Task to carry out: Return all of the entries word for word, but omit the pictures they contain.
□ □ □ □
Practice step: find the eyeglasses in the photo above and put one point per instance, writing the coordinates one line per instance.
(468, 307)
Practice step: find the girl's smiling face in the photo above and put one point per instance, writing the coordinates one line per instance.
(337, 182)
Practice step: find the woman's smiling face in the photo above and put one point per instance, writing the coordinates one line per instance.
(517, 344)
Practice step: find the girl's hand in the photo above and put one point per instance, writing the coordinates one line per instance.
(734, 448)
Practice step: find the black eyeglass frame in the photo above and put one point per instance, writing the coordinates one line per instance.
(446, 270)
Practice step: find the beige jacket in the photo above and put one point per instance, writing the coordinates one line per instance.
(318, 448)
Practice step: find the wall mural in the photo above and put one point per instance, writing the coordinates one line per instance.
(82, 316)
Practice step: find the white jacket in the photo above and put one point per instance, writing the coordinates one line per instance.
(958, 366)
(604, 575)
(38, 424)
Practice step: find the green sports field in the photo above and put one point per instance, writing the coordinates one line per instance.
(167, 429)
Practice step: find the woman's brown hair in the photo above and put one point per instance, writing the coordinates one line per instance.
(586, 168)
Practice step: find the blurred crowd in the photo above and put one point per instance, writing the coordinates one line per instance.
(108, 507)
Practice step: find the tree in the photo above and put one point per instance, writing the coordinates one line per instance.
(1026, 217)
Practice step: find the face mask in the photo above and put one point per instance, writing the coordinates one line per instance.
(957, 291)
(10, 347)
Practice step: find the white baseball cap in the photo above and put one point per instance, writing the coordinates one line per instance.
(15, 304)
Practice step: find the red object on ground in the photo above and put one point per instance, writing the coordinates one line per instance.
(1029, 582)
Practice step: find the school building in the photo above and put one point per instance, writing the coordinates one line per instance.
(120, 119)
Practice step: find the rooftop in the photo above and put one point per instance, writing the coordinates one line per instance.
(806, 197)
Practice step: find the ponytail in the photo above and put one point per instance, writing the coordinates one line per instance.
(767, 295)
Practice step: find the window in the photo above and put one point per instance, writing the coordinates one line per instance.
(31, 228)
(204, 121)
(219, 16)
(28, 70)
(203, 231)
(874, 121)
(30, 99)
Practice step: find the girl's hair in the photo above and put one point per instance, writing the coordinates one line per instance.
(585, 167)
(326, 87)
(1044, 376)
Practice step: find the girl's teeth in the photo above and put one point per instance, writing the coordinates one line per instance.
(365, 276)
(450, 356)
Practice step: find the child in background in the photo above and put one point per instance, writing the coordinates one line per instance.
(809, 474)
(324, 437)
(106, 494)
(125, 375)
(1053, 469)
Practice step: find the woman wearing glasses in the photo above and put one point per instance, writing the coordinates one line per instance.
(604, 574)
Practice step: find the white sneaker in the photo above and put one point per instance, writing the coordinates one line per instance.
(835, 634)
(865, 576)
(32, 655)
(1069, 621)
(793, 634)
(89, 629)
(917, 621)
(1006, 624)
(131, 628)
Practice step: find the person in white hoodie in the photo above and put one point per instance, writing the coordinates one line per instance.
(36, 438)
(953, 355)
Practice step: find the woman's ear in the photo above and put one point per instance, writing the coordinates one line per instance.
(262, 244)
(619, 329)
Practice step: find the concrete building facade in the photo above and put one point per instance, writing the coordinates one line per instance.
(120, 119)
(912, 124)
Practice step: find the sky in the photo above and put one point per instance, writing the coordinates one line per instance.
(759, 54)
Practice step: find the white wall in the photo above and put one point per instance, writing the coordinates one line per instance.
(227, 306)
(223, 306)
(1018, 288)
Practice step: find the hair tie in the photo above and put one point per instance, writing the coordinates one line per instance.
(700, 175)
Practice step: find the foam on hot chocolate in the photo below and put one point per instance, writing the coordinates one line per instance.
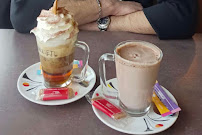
(138, 54)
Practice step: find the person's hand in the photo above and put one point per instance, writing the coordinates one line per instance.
(117, 8)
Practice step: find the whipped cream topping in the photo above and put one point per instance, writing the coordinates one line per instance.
(61, 26)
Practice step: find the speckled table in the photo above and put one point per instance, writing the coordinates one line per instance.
(180, 72)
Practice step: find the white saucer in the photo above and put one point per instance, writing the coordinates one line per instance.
(151, 123)
(30, 77)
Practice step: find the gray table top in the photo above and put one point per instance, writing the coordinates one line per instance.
(180, 72)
□ □ □ □
Response to this task:
Practice step: find the eyeglasses in the photo above and put one point per instance, writing the coordinates one line per instance.
(468, 307)
Practice step: find the girl's smiling face in the photo above and put one point per instance, writing the coordinates one line per instance.
(337, 182)
Practice step: find the woman's smiling face in the photo above and put one point per instance, writing the coordinates one line per instance.
(517, 344)
Practice step: find the girl's hand in the photo above and put one point per instance, writing the coordinates one line per instance.
(734, 448)
Practice step: find the black eyeglass frame in the photo above and put one point per instance, writing the coordinates one line per instance.
(446, 270)
Practice step: find the beige jacket in the photo above and put one point per instance, writing the coordinates one line per instance.
(318, 448)
Practice step: find the wall mural in the photo above and put one point per instance, writing the coordinates one line per instance.
(82, 316)
Practice step: find the white jacket in the photo above and put one point per instance, writing the coordinates one line per instance.
(958, 366)
(604, 575)
(38, 424)
Practice step: find the green sports field in the photo above and put one point per instance, writing the coordinates one line per instance.
(167, 429)
Practice step: find the woman's brown hair in the photo above and put one point per instance, writing the coordinates one line per instance.
(586, 168)
Practice step: find the blurred crowd in the photo above and put one point per instance, writing the coordinates one line per instance.
(108, 507)
Practice step: find the tree in the photo above and put one point per instance, writing the coordinates one line per instance.
(1026, 217)
Practice step: find the face mask in the photo above and put one point per instance, writing the coordinates one line per instance.
(957, 291)
(10, 347)
Practice step: find the white baseball cap in the photo above and put one point per instance, writing the coordinates one line per instance.
(15, 304)
Practice step: find the red object on ground in the photo above and put one point per instance, writing the coordinates one line per instance.
(1029, 582)
Practice step: find the school building in the photo above and put one point per instance, writing the coordinates one line per instance.
(120, 119)
Practice step: find the rooftop in the photo above and put one point per instance, writing the coordinates one line per instance.
(806, 197)
Practice step: find the ponytail in the photo above and put one point per instance, writing the coordinates one line per instance.
(767, 295)
Practice step: find the window in the photo above and put one point per instance, writing the coordinates one line per instance.
(31, 228)
(204, 121)
(219, 16)
(28, 70)
(203, 231)
(874, 121)
(30, 99)
Practice step: find the girl's hair in the photo above and put one point per instance, writing the coordinates one line per instance.
(585, 167)
(326, 87)
(1044, 376)
Practice step: find the girl's teeth in the photo above and put one point per instance, writing the coordinates one line per instance.
(365, 276)
(450, 356)
Practice step: find the child in background in the photo above and put one point per instance, writing the coordinates one line per instance.
(809, 474)
(324, 437)
(106, 494)
(125, 375)
(1053, 469)
Practice step: find the woman wearing glasses in the photo above and put one point per instance, writing the coordinates one line per instance.
(604, 574)
Practice step: find the white sneaker in the photo above and put one point per instance, writing the coordinates one line per instance.
(835, 634)
(865, 576)
(32, 655)
(1069, 621)
(793, 634)
(89, 629)
(917, 621)
(1006, 624)
(131, 628)
Practice step: find the person in white hoodie in the photo above and put one point per instance, writing the coordinates one line per instance.
(36, 438)
(953, 355)
Practice step: find the woman's ear in the photo above and put one point per instance, writing the coordinates one line per instance.
(262, 244)
(619, 329)
Practice step: find the concrete building facade in the photo above and put one point per instance, writing the coordinates one line per instance.
(120, 119)
(912, 124)
Practice step: find the sky in the photo above and put one point per instance, writing the coordinates one line per instance.
(759, 54)
Practice step: find the white wall in the photo above and put one point per instance, writing the coordinates one line per instance.
(227, 306)
(223, 306)
(1018, 288)
Practice step: find the hair tie in the photo above and put one point per instance, writing the coordinates one line per instance.
(700, 175)
Practice step: find the foam on hot chocolate in the photo below and put one point per instance, writing the coordinates one line per instance.
(138, 54)
Practice step: find the person's hand in the photo above and put one point per instance, writing the coordinates one line per instance.
(117, 8)
Practice step: find the whipped cream topping in the photo above and put one point per instance, writing the coordinates one line per instance.
(61, 26)
Practice step: find the speckled table in the photo above and put one point per instance, writing the coordinates one line per instance.
(180, 72)
Practice step: find the white saucer in the photo above and put one point per instance, writing the coordinates one line per instance.
(151, 123)
(30, 77)
Practice step: find the gray table top in the photo above and put one point per instance, writing the coordinates one line per instance.
(180, 72)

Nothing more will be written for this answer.